_Work required_. Convert the part of the material that opens with the line containing "Q: Given the photograph above, could you outline where the beige" and closes with the line containing "473 158 550 268" into a numbered list, one line per item, skipping any blank lines. Include both of those lines and nothing outside them.

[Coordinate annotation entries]
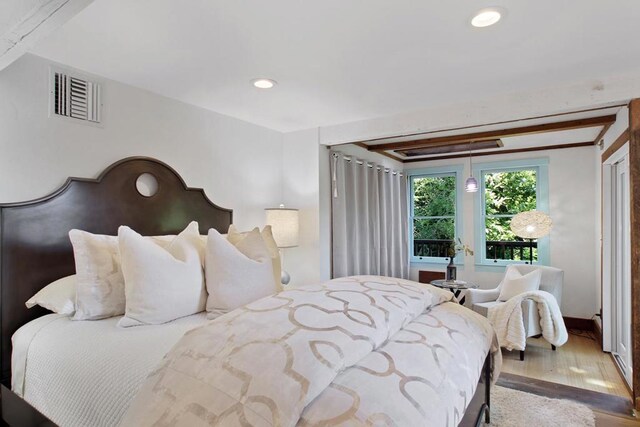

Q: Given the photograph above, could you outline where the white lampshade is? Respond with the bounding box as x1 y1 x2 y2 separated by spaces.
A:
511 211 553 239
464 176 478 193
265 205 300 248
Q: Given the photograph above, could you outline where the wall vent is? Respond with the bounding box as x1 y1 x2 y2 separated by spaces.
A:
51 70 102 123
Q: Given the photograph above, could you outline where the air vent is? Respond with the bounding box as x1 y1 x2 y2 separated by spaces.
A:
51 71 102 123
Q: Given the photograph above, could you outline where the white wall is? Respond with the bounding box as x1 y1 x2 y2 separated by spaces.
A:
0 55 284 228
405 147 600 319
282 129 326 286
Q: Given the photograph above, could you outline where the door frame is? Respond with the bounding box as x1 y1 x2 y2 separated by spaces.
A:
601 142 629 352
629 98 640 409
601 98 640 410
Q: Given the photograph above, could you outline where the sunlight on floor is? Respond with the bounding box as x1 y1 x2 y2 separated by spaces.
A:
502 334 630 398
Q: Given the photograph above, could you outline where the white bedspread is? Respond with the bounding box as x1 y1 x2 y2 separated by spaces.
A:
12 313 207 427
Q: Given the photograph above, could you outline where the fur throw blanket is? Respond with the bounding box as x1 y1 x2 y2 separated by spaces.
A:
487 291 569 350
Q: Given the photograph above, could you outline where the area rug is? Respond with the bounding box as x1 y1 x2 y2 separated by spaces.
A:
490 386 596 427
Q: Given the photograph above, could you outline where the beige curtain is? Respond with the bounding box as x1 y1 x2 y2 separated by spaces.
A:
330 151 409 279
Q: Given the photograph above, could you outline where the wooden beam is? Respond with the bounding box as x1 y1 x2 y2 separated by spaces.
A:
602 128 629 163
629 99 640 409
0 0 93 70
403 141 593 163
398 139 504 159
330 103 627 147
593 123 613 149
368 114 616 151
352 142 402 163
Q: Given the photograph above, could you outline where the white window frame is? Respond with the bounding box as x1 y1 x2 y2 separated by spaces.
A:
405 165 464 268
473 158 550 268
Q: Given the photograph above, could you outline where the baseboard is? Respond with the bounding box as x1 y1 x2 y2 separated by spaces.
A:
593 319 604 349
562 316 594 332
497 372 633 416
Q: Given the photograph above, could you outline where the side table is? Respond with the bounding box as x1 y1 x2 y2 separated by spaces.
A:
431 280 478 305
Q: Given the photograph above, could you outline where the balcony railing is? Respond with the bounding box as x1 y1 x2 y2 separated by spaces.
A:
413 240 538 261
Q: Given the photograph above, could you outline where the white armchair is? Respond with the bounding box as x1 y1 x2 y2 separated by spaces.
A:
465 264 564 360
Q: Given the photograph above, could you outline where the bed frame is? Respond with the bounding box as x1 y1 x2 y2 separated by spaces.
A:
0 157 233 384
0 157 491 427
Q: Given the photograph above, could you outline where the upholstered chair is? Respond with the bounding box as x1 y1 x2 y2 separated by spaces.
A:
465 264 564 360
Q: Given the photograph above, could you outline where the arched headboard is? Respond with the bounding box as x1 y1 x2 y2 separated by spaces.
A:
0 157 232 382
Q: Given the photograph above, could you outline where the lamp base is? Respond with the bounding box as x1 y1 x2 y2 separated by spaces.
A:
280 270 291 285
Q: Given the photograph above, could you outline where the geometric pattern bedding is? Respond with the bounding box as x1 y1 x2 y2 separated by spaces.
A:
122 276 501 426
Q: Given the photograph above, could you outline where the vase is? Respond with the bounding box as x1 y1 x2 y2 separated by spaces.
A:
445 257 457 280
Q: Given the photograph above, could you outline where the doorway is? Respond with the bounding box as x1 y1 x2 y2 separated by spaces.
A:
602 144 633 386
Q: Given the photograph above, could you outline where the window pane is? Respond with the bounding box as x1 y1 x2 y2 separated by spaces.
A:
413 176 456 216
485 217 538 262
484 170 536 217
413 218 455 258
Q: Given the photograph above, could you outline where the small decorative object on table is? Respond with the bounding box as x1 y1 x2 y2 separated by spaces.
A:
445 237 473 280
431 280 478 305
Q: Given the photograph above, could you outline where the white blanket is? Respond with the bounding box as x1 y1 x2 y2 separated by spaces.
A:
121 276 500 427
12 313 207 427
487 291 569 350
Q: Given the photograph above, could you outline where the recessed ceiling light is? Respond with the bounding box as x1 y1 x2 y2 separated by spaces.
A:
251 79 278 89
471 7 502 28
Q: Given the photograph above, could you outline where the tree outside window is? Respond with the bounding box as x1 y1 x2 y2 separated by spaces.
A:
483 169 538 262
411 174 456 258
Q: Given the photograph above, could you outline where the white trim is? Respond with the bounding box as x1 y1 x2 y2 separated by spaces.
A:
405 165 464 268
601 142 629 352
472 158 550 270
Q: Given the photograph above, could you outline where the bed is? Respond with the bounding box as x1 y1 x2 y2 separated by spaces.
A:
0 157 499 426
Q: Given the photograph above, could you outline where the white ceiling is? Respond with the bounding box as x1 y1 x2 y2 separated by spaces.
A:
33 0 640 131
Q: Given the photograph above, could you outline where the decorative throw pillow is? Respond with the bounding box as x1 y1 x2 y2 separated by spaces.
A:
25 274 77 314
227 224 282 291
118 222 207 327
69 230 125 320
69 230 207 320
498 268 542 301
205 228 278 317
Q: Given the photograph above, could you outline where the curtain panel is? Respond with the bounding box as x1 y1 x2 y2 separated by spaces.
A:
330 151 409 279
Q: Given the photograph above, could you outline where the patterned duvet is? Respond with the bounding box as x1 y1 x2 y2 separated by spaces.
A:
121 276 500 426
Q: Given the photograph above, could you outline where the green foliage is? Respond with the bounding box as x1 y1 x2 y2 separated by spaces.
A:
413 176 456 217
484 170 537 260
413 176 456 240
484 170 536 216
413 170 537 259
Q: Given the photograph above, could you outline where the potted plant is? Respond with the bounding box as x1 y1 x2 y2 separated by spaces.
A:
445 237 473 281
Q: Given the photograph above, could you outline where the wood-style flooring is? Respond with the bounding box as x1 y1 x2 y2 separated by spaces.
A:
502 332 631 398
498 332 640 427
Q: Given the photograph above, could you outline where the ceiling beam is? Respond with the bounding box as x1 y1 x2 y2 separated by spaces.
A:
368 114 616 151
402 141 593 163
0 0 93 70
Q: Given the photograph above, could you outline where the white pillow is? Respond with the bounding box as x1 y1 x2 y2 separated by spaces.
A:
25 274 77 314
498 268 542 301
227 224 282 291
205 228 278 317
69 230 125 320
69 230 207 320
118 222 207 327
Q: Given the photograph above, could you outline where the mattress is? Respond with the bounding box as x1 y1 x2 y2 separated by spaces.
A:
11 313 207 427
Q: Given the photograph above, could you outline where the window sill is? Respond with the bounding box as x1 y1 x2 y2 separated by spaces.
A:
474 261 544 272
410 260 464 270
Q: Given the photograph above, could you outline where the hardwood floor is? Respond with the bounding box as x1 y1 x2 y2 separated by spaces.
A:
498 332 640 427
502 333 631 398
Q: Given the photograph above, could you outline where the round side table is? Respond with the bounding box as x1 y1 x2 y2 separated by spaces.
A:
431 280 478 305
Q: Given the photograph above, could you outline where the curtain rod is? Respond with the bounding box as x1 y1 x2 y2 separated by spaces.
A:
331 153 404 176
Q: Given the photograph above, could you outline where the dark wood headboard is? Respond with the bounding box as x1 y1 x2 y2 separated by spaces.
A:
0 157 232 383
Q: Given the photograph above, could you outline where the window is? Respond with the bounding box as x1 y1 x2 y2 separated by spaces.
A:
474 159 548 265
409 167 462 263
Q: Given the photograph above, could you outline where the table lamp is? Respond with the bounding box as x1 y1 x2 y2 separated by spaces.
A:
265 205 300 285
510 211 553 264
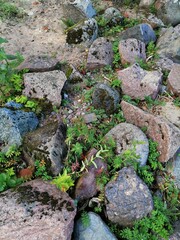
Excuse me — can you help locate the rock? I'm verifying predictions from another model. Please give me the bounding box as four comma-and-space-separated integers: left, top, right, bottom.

_Exercise solution_.
1. Q: Given the photograph above, could you outline where the beige curtain is? Respond with the bounding box as x1 y1 x2 y2 separated by spaces.
2. A:
3. 330 151 409 279
4. Q: Given the photograph above, could you outline where the wooden beam is? Respond with the bounding box as x1 y1 x2 y2 separated by spaces.
5. A:
6. 602 128 629 163
7. 629 99 640 409
8. 0 0 93 70
9. 403 141 593 163
10. 398 139 504 159
11. 330 103 627 147
12. 593 123 613 149
13. 368 114 616 151
14. 352 142 402 163
15. Q: Given the photograph above, could you outline where the white window frame is? Respond with the bounding box as x1 y1 x2 y2 separated by spaces.
16. A:
17. 405 165 464 268
18. 473 158 550 268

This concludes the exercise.